--- START Text to read ---
Preston Oshita (born June 26, 1993), better known by his stage name Towkio, is an American rapper from Chicago, Illinois. He was previously known as Young P, Preston San, and Tokyo Shawn. He is a member of the Savemoney crew. His debut studio album, WWW., was released in 2018.

Early life
On June 26, 1993, Towkio was born Preston Oshita in Chicago, Illinois to a Mexican mother and a Japanese father. He has two older brothers. He attended Lane Tech College Prep High School.

Career
In 2012, Towkio released a collaborative EP with producer Mojek, titled Community Service. In 2014, he released another EP, titled Hot Chips n Chop Stix, which was produced by A Billion Young.
--- END Text to read ---
■ Jobs ■
[1] Using the text about Towkio, answer these:
(a) What crew is he a member of?
(b) Which high school did he attend?
(c) Who produced the EP Hot Chips n Chop Stix?
[2] Retype part of the text about Towkio, beginning at the words "Preston Oshita (born" and stopping after "released in 2018.".
Answer using only the text about Towkio.
--- START Stored records ---
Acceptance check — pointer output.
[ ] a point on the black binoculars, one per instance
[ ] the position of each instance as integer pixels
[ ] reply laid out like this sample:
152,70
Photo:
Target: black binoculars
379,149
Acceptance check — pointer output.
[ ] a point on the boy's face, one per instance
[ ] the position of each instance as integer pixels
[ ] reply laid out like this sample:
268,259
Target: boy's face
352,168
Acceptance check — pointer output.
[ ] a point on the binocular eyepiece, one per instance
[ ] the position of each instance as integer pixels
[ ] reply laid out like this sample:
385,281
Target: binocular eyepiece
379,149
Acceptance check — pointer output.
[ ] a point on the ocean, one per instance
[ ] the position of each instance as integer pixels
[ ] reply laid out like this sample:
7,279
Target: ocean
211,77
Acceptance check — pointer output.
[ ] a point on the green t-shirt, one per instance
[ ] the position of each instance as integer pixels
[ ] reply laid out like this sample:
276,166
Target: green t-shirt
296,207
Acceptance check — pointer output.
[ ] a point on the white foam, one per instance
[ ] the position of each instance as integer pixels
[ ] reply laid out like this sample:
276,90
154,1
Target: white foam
--- END Stored records ---
■ Task-by-task results ■
[1]
(a) The Savemoney crew.
(b) Lane Tech College Prep High School.
(c) A Billion Young.

[2]
Preston Oshita (born June 26, 1993), better known by his stage name Towkio, is an American rapper from Chicago, Illinois. He was previously known as Young P, Preston San, and Tokyo Shawn. He is a member of the Savemoney crew. His debut studio album, WWW., was released in 2018.